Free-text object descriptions
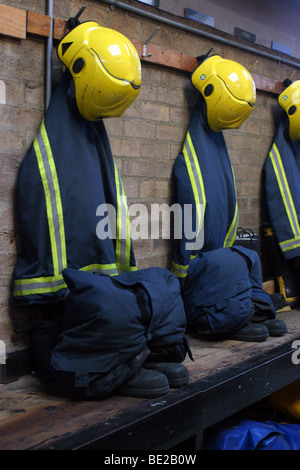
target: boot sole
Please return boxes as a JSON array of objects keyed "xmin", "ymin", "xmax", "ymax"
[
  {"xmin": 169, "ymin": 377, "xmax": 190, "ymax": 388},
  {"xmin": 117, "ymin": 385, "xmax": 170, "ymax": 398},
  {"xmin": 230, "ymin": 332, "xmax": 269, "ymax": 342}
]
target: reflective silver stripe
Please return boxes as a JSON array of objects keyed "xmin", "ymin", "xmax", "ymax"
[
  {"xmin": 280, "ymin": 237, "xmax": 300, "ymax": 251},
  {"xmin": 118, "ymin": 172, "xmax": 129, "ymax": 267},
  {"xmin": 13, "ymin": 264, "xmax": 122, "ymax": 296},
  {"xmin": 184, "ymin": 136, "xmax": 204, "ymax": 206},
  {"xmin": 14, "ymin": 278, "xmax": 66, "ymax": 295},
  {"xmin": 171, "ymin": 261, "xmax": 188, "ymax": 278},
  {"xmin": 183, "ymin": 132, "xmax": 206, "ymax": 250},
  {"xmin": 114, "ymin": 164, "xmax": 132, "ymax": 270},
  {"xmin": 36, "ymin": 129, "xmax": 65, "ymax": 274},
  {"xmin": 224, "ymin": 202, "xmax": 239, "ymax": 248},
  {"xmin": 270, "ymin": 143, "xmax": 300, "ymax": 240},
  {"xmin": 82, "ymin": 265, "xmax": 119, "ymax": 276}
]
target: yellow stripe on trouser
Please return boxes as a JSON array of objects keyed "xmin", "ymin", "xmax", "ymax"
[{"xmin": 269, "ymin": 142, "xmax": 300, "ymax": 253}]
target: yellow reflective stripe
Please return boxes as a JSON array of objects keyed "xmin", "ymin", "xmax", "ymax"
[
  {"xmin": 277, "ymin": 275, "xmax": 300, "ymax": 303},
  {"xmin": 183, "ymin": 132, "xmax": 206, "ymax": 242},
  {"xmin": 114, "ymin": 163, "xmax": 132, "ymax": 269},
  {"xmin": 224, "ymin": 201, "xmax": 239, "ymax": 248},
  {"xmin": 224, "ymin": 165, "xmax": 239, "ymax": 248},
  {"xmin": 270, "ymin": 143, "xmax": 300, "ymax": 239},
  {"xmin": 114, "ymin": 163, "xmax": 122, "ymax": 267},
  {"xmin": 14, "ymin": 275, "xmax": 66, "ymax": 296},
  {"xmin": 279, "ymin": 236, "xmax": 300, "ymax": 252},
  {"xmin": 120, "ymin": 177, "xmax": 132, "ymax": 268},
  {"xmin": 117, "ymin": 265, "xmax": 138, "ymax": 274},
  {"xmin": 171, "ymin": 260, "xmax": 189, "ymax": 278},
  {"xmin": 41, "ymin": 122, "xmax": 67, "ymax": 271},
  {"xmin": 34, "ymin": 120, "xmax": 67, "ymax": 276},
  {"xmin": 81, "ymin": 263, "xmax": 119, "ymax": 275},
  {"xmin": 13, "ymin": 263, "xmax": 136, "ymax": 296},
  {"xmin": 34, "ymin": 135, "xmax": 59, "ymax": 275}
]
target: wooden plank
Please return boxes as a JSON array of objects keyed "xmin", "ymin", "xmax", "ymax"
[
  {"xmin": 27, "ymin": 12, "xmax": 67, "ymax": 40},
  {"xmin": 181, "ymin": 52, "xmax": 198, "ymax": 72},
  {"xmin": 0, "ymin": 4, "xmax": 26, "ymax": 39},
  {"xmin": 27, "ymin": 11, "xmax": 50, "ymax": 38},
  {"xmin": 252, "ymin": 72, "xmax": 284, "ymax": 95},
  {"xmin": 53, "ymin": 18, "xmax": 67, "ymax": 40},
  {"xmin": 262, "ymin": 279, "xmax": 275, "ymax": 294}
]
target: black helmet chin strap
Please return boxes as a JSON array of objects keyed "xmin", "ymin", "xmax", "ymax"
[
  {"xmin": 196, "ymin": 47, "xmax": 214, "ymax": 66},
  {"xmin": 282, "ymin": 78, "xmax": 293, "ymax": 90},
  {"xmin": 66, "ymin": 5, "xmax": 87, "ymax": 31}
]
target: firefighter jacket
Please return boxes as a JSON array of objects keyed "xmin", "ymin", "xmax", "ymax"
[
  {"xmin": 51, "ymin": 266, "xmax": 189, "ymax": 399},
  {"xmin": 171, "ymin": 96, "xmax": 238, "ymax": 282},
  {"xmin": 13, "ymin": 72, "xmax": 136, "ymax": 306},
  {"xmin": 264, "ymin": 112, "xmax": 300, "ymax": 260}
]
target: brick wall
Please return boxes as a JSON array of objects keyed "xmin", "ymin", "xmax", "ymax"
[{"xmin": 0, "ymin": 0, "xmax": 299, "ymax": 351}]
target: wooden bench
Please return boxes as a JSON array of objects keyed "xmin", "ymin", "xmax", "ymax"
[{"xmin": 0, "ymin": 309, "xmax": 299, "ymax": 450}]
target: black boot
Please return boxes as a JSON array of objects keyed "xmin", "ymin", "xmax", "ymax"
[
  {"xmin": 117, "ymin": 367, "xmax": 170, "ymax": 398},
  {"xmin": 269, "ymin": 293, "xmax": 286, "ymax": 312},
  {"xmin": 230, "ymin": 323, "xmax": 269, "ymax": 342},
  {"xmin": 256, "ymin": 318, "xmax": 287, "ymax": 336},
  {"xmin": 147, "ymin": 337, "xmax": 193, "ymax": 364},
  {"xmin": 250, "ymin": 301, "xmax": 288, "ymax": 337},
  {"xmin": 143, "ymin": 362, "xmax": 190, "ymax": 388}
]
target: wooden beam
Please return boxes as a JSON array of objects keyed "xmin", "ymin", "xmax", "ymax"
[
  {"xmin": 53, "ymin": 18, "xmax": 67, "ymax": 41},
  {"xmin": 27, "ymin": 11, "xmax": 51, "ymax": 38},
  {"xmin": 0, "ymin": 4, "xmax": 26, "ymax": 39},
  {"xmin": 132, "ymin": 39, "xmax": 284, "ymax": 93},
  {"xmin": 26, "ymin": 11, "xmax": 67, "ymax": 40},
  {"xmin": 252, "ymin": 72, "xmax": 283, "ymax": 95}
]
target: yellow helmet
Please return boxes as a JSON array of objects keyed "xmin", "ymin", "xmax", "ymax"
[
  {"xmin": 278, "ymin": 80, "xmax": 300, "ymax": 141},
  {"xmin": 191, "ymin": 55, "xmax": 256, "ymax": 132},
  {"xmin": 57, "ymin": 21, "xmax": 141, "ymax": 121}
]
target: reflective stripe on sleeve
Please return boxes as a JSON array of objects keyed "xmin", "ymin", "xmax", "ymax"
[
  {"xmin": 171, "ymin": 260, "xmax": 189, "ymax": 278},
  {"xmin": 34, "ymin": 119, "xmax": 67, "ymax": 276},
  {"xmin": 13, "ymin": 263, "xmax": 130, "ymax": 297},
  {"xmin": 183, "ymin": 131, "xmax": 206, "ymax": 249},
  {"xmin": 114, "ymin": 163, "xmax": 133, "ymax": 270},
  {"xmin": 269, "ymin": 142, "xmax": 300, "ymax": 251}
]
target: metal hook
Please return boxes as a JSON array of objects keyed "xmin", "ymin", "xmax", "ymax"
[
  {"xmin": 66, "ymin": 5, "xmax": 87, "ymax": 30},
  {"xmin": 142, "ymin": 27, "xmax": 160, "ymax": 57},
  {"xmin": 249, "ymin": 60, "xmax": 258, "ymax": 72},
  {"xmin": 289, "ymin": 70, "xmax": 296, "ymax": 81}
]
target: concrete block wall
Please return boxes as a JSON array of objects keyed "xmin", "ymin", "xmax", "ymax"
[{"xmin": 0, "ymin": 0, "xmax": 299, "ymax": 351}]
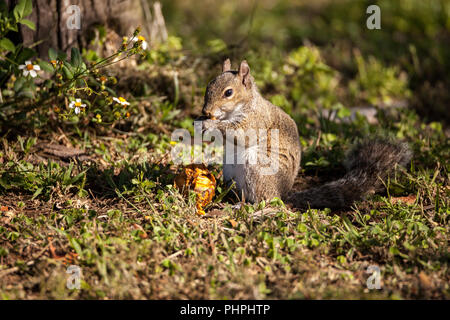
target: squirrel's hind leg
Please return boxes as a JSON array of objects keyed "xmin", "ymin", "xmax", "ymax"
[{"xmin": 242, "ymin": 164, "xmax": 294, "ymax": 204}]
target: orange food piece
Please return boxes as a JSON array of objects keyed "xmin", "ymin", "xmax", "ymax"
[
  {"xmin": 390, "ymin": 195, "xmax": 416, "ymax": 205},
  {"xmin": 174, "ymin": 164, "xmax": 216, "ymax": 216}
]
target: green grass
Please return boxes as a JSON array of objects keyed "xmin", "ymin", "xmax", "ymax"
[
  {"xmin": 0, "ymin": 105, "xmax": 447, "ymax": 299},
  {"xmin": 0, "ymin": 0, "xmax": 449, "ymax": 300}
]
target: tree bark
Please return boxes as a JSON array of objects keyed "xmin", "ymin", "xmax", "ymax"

• WORK TO BE COMPLETED:
Within the entries above, find the string "wall" and return each line that holds it.

• TASK OUTPUT:
target: brick wall
target: concrete block wall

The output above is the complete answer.